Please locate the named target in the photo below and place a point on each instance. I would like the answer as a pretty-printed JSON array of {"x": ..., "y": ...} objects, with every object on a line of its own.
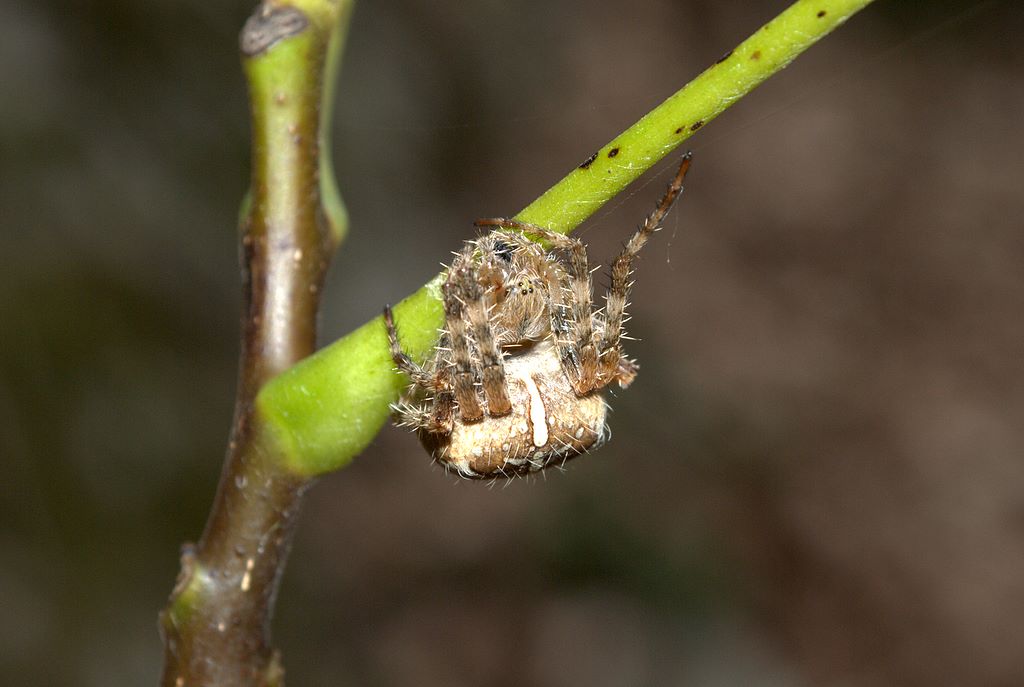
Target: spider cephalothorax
[{"x": 514, "y": 384}]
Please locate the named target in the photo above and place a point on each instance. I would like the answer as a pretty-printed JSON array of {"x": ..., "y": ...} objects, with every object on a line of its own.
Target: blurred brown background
[{"x": 817, "y": 478}]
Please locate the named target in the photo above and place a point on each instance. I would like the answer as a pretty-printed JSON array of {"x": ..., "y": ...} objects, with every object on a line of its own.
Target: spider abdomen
[{"x": 548, "y": 423}]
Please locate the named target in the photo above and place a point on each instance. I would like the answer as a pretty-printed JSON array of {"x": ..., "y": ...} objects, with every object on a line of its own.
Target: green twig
[
  {"x": 216, "y": 625},
  {"x": 327, "y": 409}
]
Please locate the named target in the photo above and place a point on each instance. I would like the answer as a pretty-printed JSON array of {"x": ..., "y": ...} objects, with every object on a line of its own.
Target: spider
[{"x": 515, "y": 382}]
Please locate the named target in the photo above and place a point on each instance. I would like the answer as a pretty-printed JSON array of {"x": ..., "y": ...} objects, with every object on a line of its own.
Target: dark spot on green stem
[
  {"x": 268, "y": 26},
  {"x": 588, "y": 162}
]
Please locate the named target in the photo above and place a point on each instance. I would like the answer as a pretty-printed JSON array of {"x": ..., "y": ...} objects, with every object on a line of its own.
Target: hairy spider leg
[
  {"x": 609, "y": 351},
  {"x": 455, "y": 323},
  {"x": 440, "y": 418},
  {"x": 492, "y": 367},
  {"x": 404, "y": 363}
]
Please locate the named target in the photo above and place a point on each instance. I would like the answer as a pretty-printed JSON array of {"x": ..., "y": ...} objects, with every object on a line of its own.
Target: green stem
[
  {"x": 327, "y": 409},
  {"x": 216, "y": 624}
]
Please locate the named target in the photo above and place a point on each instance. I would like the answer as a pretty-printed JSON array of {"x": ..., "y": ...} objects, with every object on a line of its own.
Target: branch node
[{"x": 268, "y": 26}]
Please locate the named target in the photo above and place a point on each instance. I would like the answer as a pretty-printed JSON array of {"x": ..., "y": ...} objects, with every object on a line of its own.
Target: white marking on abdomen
[{"x": 538, "y": 416}]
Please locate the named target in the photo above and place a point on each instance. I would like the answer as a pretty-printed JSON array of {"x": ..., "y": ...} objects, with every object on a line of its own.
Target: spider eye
[{"x": 504, "y": 250}]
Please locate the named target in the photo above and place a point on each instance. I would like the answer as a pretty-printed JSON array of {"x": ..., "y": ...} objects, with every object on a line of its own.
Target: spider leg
[
  {"x": 420, "y": 377},
  {"x": 580, "y": 352},
  {"x": 609, "y": 350},
  {"x": 439, "y": 418},
  {"x": 455, "y": 320},
  {"x": 492, "y": 366}
]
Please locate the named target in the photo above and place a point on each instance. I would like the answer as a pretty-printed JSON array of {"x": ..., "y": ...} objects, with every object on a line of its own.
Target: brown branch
[{"x": 216, "y": 626}]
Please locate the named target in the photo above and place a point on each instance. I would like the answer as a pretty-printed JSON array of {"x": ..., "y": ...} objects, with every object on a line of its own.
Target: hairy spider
[{"x": 515, "y": 381}]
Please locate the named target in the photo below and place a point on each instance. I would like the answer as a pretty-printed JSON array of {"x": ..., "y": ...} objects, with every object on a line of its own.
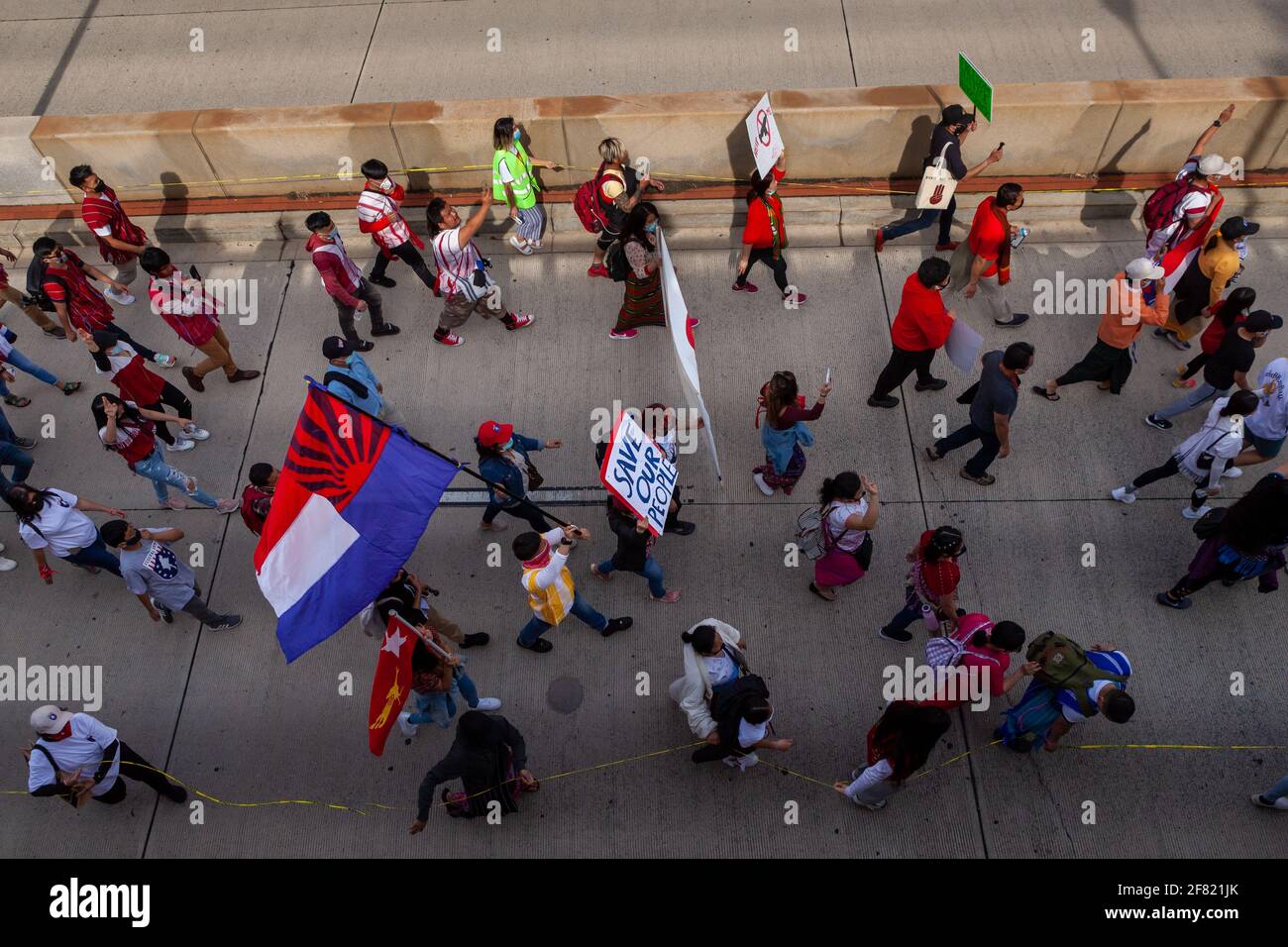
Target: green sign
[{"x": 978, "y": 89}]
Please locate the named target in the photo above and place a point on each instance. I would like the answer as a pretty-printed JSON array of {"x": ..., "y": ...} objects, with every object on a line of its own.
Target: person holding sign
[
  {"x": 764, "y": 236},
  {"x": 947, "y": 140}
]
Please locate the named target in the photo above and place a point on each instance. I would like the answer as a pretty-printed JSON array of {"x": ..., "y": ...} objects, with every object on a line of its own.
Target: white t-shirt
[
  {"x": 81, "y": 750},
  {"x": 1270, "y": 419},
  {"x": 841, "y": 538},
  {"x": 59, "y": 526}
]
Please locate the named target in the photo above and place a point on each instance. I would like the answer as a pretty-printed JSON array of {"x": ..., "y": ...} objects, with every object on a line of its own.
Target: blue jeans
[
  {"x": 990, "y": 446},
  {"x": 155, "y": 470},
  {"x": 927, "y": 217},
  {"x": 97, "y": 556},
  {"x": 652, "y": 571},
  {"x": 580, "y": 607},
  {"x": 20, "y": 361},
  {"x": 439, "y": 707}
]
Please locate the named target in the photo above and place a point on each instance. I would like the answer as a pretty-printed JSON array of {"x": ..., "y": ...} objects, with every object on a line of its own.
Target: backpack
[
  {"x": 1065, "y": 665},
  {"x": 1160, "y": 205}
]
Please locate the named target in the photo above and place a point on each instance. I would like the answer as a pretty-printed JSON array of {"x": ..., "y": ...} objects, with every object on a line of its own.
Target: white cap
[
  {"x": 1212, "y": 165},
  {"x": 50, "y": 719},
  {"x": 1144, "y": 268}
]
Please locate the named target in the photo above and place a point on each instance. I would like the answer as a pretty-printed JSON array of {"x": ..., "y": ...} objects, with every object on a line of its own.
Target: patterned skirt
[{"x": 643, "y": 303}]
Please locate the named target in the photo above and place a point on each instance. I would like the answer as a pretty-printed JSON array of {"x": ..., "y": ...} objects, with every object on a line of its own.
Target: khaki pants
[{"x": 34, "y": 312}]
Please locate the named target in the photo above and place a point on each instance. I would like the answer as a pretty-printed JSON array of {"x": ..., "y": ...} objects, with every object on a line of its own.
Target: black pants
[
  {"x": 408, "y": 254},
  {"x": 178, "y": 401},
  {"x": 902, "y": 364},
  {"x": 763, "y": 254},
  {"x": 522, "y": 510},
  {"x": 141, "y": 771}
]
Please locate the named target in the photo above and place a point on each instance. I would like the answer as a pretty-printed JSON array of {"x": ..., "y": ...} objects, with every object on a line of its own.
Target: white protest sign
[
  {"x": 767, "y": 146},
  {"x": 638, "y": 474}
]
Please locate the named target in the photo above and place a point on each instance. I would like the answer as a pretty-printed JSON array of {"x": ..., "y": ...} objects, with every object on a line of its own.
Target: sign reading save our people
[
  {"x": 638, "y": 474},
  {"x": 978, "y": 89},
  {"x": 767, "y": 145}
]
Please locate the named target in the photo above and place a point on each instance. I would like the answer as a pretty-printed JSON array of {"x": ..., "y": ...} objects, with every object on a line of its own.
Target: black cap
[
  {"x": 1261, "y": 321},
  {"x": 335, "y": 347},
  {"x": 1237, "y": 227},
  {"x": 956, "y": 115}
]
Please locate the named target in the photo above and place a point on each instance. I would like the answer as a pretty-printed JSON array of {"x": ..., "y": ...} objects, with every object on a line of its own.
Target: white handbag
[{"x": 938, "y": 184}]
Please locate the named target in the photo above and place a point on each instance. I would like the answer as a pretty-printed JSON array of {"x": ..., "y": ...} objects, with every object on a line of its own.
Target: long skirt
[{"x": 643, "y": 303}]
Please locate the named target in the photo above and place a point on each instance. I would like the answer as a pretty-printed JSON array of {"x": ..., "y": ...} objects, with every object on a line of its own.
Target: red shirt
[
  {"x": 922, "y": 322},
  {"x": 987, "y": 235},
  {"x": 756, "y": 231}
]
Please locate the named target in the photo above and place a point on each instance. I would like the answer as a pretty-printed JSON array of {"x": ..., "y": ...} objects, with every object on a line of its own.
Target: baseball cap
[
  {"x": 492, "y": 433},
  {"x": 1237, "y": 227},
  {"x": 1261, "y": 321},
  {"x": 335, "y": 347},
  {"x": 1214, "y": 165},
  {"x": 50, "y": 719},
  {"x": 1144, "y": 268}
]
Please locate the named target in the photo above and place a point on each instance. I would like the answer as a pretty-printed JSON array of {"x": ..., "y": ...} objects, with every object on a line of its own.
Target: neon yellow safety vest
[{"x": 524, "y": 184}]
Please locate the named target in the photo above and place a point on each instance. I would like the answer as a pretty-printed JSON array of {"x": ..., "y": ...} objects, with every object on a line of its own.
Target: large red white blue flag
[{"x": 352, "y": 501}]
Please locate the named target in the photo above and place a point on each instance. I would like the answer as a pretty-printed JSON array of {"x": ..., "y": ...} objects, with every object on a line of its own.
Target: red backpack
[{"x": 1160, "y": 205}]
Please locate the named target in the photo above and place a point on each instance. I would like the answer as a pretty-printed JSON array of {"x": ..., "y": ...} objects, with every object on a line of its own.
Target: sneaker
[
  {"x": 1124, "y": 495},
  {"x": 616, "y": 625},
  {"x": 406, "y": 725}
]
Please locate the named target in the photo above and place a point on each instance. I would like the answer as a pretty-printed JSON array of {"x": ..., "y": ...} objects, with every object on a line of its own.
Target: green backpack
[{"x": 1065, "y": 665}]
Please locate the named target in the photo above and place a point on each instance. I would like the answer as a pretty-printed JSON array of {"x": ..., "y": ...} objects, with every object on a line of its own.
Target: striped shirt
[
  {"x": 375, "y": 206},
  {"x": 104, "y": 217}
]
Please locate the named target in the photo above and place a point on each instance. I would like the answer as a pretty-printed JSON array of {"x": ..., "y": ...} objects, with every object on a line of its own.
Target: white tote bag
[{"x": 938, "y": 184}]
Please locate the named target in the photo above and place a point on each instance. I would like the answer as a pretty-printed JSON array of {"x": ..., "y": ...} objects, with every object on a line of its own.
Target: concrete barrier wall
[{"x": 1052, "y": 128}]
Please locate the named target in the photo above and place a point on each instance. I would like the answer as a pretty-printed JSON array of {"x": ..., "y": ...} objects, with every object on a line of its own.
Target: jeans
[
  {"x": 977, "y": 466},
  {"x": 155, "y": 470},
  {"x": 580, "y": 607},
  {"x": 652, "y": 571},
  {"x": 95, "y": 554},
  {"x": 439, "y": 707},
  {"x": 927, "y": 217},
  {"x": 20, "y": 361},
  {"x": 1205, "y": 392}
]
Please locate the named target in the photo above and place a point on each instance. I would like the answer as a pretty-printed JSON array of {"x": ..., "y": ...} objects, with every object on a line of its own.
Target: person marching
[
  {"x": 120, "y": 241},
  {"x": 378, "y": 215},
  {"x": 465, "y": 283},
  {"x": 514, "y": 183},
  {"x": 764, "y": 236},
  {"x": 193, "y": 316},
  {"x": 785, "y": 432}
]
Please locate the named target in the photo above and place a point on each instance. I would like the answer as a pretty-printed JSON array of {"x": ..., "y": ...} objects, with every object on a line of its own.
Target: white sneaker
[{"x": 406, "y": 725}]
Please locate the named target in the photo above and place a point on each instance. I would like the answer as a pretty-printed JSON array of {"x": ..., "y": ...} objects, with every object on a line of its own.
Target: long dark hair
[{"x": 906, "y": 735}]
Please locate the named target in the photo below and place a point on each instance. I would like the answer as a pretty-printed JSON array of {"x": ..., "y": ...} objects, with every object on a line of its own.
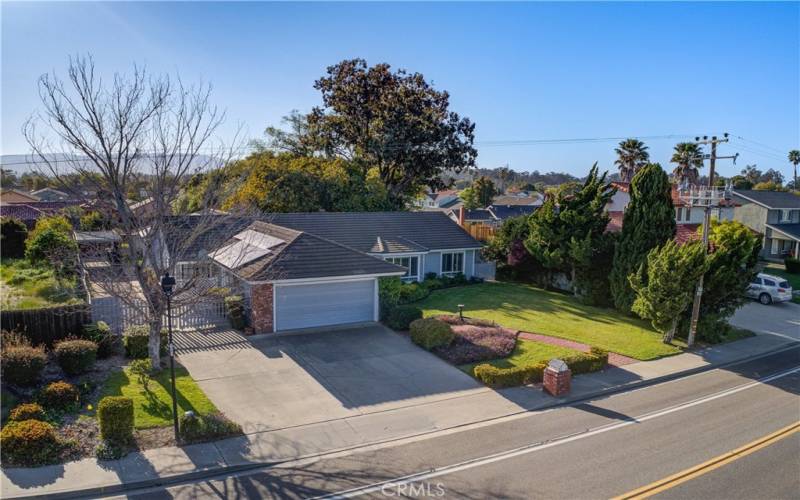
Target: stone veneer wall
[{"x": 261, "y": 297}]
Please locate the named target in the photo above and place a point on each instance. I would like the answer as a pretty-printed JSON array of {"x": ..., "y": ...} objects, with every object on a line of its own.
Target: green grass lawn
[
  {"x": 153, "y": 408},
  {"x": 27, "y": 286},
  {"x": 525, "y": 353},
  {"x": 780, "y": 270},
  {"x": 527, "y": 308}
]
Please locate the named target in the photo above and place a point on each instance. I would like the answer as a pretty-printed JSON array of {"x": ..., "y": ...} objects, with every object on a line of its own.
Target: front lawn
[
  {"x": 153, "y": 407},
  {"x": 793, "y": 279},
  {"x": 28, "y": 286},
  {"x": 527, "y": 308},
  {"x": 525, "y": 353}
]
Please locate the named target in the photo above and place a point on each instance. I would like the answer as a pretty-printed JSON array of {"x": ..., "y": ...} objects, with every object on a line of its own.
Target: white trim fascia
[
  {"x": 783, "y": 233},
  {"x": 327, "y": 279},
  {"x": 463, "y": 262}
]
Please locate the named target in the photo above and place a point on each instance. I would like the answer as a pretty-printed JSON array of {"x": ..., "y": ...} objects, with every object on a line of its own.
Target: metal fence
[{"x": 205, "y": 313}]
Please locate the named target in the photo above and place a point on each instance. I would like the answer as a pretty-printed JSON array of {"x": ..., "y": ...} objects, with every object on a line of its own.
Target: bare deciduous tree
[{"x": 140, "y": 136}]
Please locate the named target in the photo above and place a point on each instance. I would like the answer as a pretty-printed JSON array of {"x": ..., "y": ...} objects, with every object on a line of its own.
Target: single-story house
[
  {"x": 304, "y": 270},
  {"x": 776, "y": 216}
]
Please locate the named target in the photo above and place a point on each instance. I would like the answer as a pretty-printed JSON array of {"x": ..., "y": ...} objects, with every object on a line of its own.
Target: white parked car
[{"x": 767, "y": 289}]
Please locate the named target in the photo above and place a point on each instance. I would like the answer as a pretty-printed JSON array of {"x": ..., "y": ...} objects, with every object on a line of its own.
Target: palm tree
[
  {"x": 689, "y": 157},
  {"x": 631, "y": 156},
  {"x": 794, "y": 157}
]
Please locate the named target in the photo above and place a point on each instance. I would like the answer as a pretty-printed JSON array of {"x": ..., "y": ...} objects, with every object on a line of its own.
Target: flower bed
[{"x": 475, "y": 340}]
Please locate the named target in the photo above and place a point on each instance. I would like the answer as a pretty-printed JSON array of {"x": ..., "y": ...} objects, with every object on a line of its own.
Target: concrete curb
[{"x": 233, "y": 469}]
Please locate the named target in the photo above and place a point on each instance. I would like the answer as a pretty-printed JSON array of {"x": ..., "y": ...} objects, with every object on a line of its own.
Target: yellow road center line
[{"x": 710, "y": 465}]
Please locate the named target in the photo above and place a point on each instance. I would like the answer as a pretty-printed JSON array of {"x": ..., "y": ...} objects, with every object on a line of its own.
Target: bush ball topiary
[
  {"x": 400, "y": 317},
  {"x": 23, "y": 365},
  {"x": 115, "y": 415},
  {"x": 27, "y": 411},
  {"x": 59, "y": 396},
  {"x": 30, "y": 443},
  {"x": 76, "y": 356},
  {"x": 429, "y": 333}
]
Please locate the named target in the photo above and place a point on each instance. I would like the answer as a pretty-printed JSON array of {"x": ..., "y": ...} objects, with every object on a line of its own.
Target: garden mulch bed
[{"x": 614, "y": 359}]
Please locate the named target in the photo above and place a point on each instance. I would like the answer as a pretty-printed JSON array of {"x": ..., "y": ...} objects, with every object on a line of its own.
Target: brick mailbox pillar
[{"x": 557, "y": 378}]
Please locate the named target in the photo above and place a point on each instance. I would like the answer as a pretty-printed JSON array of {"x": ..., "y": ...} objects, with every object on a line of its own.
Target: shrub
[
  {"x": 471, "y": 345},
  {"x": 27, "y": 411},
  {"x": 75, "y": 356},
  {"x": 792, "y": 265},
  {"x": 108, "y": 344},
  {"x": 29, "y": 442},
  {"x": 60, "y": 396},
  {"x": 22, "y": 365},
  {"x": 429, "y": 333},
  {"x": 400, "y": 317},
  {"x": 136, "y": 338},
  {"x": 509, "y": 377},
  {"x": 197, "y": 428},
  {"x": 234, "y": 309},
  {"x": 115, "y": 416}
]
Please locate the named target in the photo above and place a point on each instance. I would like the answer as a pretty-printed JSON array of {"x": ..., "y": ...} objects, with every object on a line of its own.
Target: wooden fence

═══

* **Set task**
Please find each line in the entries above that contains the string "skirt" and copy those lines out. Matching is case-sensitive.

* **The completed task**
Target: patterned skirt
Target: long skirt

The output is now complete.